- [TASK PROMPT]:
For the records below, the count of lines that hold "instance" is required; give only that number.

- [DATA TO USE]:
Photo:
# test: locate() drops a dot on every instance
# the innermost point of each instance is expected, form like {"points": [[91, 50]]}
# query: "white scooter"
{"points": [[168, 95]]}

- [SOLVED PROBLEM]:
2